[start Extract provided]
Due to the variability in behaviour of external systems with regards to multiple emails and duplicates, we strongly advise business processes and email scenarios are tested thoroughly to ensure the desired behaviour in Enate is achieved.
When Enate receives and processes multiple copies of the same Email, but with different headers, then multiple Work Items will be created. However each Email is necessarily processed and is completely unaware of the others.
If the Emails are received into the same mailbox, then the same Enate routing will be applied resulting in all the created Work Items being in the same context (and Ticket Category for Tickets).
If the Emails are received into different mailboxes, then each will follow the configured routing within that mailbox - these may obviously be different, resulting in the created Work Items potentially being in different contexts (and Ticket Categories for Tickets).
This limitation is caused by Email standards outside of Enate’s control, as explained in the Example below.
When an email is received because it has been BCC’d to the email address of the mailbox, or one of its aliases, configured in Enate, the system may not be able to route the email. This is because the BCC (Blind Carbon Copy) details are intentionally hidden from all recipients as part of standard Email behaviour. The result of this is that Enate receives an Email that does not identify itself as being destined for any configured Email address.
In this scenario an automated rejection Email will be sent informing the sender that they emailed an unconfigured address.
Imagine an email sent to joe@enate.net, tom@enate.net and joe@enate.io and BCCd to kevin@enate.net. Here joe@enate.io is an alias for joe@enate.net.
If the email is sent by a colleague (an internal email) then it is likely, depending on Email Infrastructure, that Joe would receive 1 email, Tom would receive 1 email and Kevin would receive 1 email.
[end Extract provided]
[start Given records]
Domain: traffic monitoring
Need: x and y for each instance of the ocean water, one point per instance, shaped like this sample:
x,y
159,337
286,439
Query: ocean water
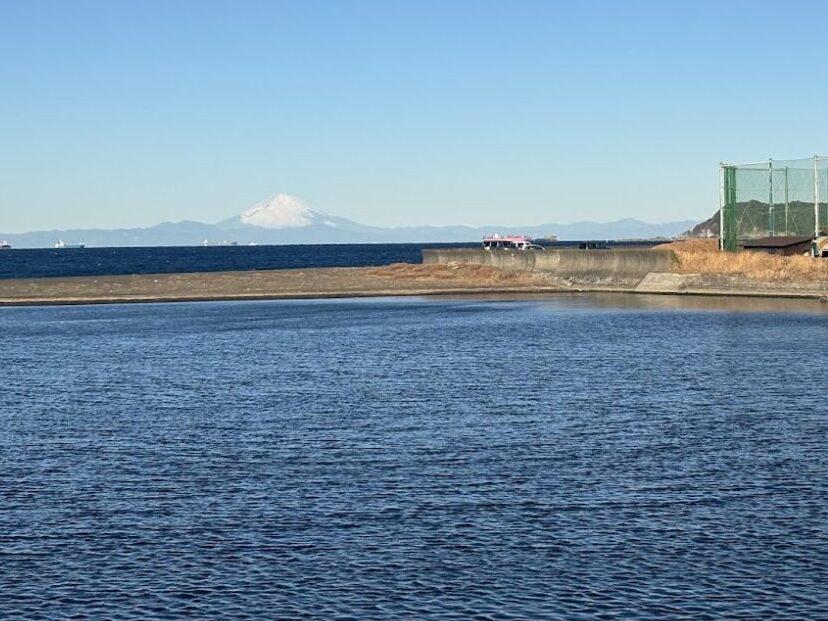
x,y
571,457
46,262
[end Given records]
» **Job A**:
Answer these from the text on Enate email handling:
(i) What does Enate create when it receives several copies of the same email with different headers?
(ii) What is sent when a BCC'd email can't be routed?
(iii) In the example, what is joe@enate.io?
» **Job B**: Pick up the text on Enate email handling after its last sentence and keep writing in the same style.

» **Task answer A**:
(i) Multiple Work Items, one for each copy.
(ii) An automated rejection email telling the sender that they emailed an unconfigured address.
(iii) An alias for joe@enate.net.

» **Task answer B**:
If the email is sent by an external contact (an external email) then it is likely, depending on Email Infrastructure, that Joe would receive 2 emails, Tom would receive 1 email and Kevin would receive 1 email. Joe would see 2 identical emails in his Inbox with no discernible differences; only when viewing the Email headers would differences be identified and even then it is unlikely either email could be attributed to joe@enate.net vs joe@enate.io.
In both examples Kevin would receive the email but wouldn’t really know why – he would not be able to identify himself as a recipient in the To or CC fields and the BCC field is not shown.
The impact of these 2 examples if received by Enate is that for the first example (sent from internal):
1 email would be received in the mailbox joe@enate.net which would follow the configured routing rules resulting in 1 Work Item.
1 email would be received in the mailbox tom@enate.net which would follow the configured routing rules resulting in 1 Work Item.
1 email would be received in the mailbox kevin@enate.net but routing rules on this Email Connector wouldn’t match any of the To or CC addresses, so a rejection Email would be sent.
In the second example (sent from external):
2 emails would be received in the mailbox joe@enate.net which would follow the configured routing rules resulting in 2 Work Item in the same Context/Ticket Category. This is because Enate looks for a Routing Rule by evaluating the combined To/CC list reading from left-to-right with To taking precedence over CC. There is nothing in the two emails to identify each one as being intended for a different address; in that regard they are identical.